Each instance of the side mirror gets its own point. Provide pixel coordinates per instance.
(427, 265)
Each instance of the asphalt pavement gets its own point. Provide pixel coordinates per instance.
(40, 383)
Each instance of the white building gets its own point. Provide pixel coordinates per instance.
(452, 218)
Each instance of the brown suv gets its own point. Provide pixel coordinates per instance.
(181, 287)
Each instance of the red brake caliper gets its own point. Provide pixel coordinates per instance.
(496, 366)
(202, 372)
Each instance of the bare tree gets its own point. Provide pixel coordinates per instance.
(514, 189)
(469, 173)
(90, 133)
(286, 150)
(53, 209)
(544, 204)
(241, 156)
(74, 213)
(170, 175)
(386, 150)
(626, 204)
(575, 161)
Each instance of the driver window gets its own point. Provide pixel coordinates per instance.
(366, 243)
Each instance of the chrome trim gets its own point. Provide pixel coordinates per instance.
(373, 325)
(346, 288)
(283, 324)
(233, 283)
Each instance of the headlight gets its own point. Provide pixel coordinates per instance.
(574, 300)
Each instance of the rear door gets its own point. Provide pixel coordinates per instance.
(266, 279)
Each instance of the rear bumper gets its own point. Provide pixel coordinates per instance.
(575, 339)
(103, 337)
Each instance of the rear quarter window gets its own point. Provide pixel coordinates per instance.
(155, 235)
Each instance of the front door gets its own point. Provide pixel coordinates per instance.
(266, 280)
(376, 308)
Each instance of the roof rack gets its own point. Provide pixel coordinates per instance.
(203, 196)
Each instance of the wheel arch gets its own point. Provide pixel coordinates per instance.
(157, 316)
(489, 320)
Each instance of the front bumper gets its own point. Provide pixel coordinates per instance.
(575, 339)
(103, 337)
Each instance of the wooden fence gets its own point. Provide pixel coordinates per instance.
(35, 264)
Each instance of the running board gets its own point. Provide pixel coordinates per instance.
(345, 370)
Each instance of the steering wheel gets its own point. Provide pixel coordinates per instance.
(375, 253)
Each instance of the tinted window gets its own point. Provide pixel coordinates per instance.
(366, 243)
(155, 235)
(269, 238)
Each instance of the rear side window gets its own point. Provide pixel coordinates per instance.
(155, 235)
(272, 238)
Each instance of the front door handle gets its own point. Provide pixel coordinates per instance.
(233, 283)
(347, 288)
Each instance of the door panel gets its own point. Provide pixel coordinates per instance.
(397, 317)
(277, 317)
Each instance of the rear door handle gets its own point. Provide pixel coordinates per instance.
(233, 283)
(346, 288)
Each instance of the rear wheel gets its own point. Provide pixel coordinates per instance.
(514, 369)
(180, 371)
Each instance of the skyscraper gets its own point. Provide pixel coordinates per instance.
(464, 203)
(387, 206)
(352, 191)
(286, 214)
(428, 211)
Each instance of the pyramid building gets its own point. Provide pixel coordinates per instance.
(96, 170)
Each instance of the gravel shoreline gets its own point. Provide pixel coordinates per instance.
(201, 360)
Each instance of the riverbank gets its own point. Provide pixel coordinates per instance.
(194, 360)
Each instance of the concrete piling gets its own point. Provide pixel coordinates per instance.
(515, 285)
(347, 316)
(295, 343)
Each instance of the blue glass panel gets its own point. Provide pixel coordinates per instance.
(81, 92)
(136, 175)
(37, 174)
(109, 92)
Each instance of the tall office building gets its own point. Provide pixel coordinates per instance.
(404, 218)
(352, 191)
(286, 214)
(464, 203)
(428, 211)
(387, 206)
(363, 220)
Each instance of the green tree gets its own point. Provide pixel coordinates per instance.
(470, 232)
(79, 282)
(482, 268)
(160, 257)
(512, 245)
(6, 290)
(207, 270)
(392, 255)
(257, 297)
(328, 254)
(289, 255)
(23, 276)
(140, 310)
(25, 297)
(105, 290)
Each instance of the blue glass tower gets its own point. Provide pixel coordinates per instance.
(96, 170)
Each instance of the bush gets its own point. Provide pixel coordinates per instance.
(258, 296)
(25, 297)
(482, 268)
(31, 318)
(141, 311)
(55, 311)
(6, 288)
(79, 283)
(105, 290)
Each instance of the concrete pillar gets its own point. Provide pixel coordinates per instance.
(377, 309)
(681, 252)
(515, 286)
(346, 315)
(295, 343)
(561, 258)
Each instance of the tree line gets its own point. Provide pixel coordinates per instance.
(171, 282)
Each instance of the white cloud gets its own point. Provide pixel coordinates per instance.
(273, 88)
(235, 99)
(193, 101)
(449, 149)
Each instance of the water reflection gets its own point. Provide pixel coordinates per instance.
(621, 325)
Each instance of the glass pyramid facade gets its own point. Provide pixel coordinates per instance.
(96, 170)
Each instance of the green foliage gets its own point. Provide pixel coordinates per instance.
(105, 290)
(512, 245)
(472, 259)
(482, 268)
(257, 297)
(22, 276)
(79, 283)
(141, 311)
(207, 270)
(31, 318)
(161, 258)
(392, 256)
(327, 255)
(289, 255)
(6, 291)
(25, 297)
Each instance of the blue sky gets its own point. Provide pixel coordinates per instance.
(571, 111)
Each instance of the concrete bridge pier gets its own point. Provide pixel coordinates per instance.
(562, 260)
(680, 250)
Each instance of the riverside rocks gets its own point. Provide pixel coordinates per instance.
==============================
■ Requirements: Write the lines out exactly, from the one with "Each instance of the water" down to the last line of the listing, and leave out all others.

■ Solution for this task:
Each instance of the water reflection gets its own point. Provide pixel coordinates per instance.
(621, 325)
Each instance of the glass pyramid facade gets its own point. Provide pixel coordinates per instance.
(96, 170)
Each instance of the green foliage gets its own point. Provide pixel coordinates per instance.
(105, 290)
(512, 245)
(472, 259)
(482, 268)
(257, 297)
(22, 276)
(79, 283)
(141, 311)
(207, 270)
(31, 318)
(161, 258)
(392, 256)
(327, 255)
(289, 255)
(6, 291)
(25, 297)
Each instance of the blue sky gets its own point. Provide pixel coordinates per instance.
(571, 111)
Each instance of the concrete bridge pier gets its own point. Provide pixel coordinates per instance.
(562, 260)
(680, 250)
Each instance of the riverside rocks gets its own point. Provide pixel coordinates per instance.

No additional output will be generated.